• [Directive] Locate each line in the items below that contains the string "number" and copy those lines out. Case counts.

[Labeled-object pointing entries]
## BEGIN
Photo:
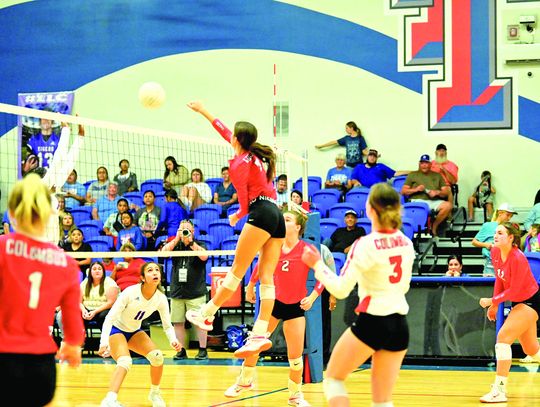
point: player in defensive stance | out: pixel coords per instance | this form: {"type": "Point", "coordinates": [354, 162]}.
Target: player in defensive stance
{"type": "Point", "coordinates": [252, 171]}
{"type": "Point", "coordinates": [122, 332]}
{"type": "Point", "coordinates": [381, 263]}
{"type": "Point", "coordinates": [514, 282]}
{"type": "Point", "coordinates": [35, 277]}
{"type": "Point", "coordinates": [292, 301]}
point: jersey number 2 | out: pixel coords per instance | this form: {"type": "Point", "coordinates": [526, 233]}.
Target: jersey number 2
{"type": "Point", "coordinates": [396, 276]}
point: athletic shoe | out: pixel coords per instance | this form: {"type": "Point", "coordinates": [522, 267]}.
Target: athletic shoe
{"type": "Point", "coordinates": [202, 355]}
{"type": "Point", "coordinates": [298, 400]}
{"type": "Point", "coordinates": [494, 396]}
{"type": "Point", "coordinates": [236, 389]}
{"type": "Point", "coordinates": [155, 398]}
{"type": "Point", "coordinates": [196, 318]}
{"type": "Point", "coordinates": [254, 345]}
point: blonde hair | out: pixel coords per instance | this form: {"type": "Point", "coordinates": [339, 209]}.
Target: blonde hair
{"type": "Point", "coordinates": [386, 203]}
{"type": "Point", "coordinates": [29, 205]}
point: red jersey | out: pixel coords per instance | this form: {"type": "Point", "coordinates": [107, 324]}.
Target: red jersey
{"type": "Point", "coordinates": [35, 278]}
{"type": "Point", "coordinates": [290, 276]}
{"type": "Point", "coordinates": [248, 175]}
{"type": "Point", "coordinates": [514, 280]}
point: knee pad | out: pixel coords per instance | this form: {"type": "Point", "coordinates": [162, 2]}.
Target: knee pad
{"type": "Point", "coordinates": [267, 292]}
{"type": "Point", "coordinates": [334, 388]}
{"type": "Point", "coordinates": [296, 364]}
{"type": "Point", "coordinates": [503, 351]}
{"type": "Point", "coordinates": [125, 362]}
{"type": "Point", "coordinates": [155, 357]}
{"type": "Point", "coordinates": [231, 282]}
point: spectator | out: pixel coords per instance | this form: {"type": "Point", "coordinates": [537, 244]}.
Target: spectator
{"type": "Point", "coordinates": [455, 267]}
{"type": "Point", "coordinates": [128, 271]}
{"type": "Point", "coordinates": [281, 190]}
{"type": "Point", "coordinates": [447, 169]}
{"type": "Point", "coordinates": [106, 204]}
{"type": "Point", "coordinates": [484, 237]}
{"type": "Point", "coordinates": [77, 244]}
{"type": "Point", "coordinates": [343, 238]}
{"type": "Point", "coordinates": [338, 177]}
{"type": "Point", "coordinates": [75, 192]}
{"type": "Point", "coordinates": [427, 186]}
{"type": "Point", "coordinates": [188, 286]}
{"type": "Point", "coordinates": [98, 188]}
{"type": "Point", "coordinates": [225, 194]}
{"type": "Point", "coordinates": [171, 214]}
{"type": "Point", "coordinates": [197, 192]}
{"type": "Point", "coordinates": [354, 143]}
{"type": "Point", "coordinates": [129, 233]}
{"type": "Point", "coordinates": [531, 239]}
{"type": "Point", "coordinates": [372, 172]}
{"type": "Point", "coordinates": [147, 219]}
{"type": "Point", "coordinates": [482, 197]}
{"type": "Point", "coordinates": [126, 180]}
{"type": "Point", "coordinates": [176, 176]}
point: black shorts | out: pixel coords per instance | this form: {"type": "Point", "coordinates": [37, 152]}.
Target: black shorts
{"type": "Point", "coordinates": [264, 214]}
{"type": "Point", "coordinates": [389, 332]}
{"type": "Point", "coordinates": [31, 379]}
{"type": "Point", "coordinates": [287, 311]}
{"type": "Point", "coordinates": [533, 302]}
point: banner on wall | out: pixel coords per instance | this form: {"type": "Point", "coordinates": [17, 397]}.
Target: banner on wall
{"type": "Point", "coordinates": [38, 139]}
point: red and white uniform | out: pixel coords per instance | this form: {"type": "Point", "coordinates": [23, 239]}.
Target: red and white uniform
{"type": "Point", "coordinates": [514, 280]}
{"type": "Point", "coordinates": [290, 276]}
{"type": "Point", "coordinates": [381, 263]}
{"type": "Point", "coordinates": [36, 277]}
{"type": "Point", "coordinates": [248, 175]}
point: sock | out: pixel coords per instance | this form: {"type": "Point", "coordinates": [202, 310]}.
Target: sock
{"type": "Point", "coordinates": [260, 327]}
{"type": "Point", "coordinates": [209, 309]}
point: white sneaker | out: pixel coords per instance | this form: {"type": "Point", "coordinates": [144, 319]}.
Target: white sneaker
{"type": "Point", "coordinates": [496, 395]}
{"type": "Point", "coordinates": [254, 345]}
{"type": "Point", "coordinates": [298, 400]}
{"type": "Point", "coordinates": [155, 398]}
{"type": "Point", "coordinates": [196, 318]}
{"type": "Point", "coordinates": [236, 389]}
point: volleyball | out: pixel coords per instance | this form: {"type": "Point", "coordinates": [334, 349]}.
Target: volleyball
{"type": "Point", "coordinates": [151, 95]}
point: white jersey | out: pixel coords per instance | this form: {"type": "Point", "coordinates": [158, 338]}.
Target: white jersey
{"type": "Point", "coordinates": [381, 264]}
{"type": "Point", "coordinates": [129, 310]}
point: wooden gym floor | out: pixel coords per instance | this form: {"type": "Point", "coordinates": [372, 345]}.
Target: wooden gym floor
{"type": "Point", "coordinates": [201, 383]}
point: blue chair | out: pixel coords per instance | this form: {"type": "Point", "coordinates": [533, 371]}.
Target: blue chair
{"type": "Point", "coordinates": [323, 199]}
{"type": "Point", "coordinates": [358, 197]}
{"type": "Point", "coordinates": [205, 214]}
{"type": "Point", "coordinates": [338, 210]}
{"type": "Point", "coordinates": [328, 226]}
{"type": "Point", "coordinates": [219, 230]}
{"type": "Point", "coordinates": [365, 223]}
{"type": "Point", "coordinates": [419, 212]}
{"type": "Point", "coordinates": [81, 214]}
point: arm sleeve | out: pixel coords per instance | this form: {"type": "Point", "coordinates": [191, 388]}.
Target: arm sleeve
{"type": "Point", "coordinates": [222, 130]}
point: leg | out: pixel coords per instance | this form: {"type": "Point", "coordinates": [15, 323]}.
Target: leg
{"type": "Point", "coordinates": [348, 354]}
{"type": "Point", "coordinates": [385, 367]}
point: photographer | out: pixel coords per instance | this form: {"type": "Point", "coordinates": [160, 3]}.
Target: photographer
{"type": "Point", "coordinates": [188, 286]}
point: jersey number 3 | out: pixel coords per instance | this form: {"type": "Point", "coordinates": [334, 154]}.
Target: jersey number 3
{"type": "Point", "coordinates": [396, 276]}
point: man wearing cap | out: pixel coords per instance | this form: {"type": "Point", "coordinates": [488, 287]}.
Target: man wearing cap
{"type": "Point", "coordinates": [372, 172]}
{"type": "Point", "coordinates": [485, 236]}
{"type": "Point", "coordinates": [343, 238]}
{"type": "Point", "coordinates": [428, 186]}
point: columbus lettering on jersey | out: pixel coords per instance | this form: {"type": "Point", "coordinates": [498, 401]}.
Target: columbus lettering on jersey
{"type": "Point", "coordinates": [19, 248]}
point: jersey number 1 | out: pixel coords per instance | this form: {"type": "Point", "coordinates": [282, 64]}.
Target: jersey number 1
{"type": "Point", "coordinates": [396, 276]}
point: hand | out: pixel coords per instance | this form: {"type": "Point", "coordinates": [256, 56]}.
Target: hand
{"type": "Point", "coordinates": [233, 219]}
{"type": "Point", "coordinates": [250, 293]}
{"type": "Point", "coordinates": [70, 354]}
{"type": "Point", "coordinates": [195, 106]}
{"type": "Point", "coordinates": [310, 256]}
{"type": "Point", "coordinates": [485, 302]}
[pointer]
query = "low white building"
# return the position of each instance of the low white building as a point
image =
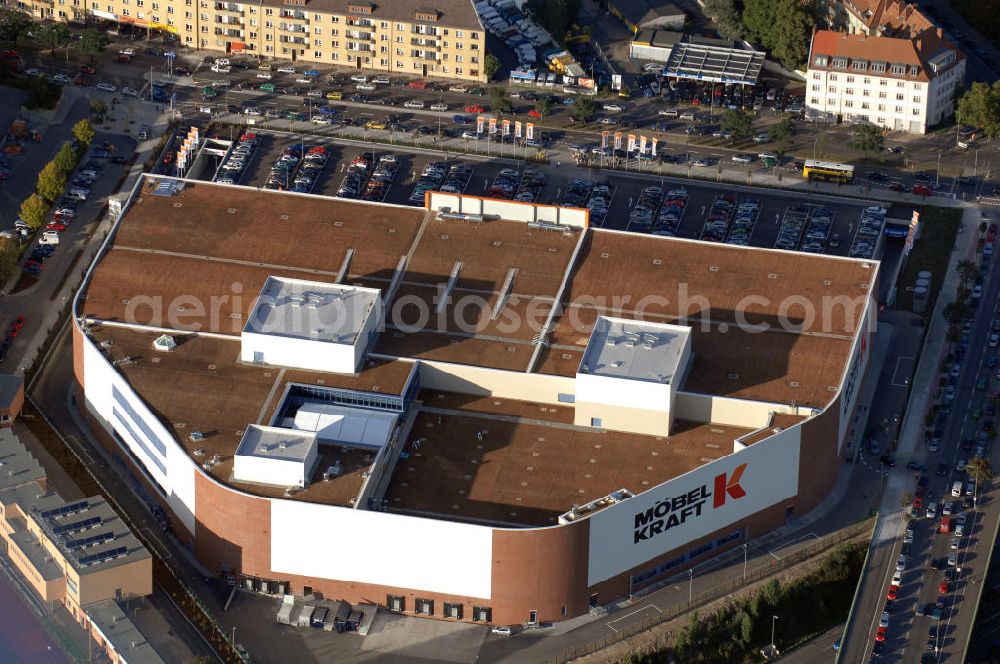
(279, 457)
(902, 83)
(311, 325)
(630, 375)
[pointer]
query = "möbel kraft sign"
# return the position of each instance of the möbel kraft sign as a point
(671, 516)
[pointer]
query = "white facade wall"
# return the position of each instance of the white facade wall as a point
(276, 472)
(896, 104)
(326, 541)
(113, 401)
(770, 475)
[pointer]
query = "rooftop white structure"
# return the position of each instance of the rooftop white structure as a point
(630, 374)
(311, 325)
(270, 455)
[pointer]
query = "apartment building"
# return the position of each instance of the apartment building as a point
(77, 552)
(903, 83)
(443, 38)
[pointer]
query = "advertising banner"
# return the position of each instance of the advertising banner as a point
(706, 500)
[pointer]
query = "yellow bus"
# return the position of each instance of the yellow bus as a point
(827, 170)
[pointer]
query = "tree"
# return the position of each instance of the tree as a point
## END
• [Full output]
point: jersey number 2 | out: pixel coords per instance | this form: {"type": "Point", "coordinates": [526, 233]}.
Target: jersey number 2
point: jersey number 3 | out: pixel coords per instance | this form: {"type": "Point", "coordinates": [334, 154]}.
Target: jersey number 3
point: jersey number 1 | out: pixel coords per instance | this form: {"type": "Point", "coordinates": [282, 64]}.
Target: jersey number 1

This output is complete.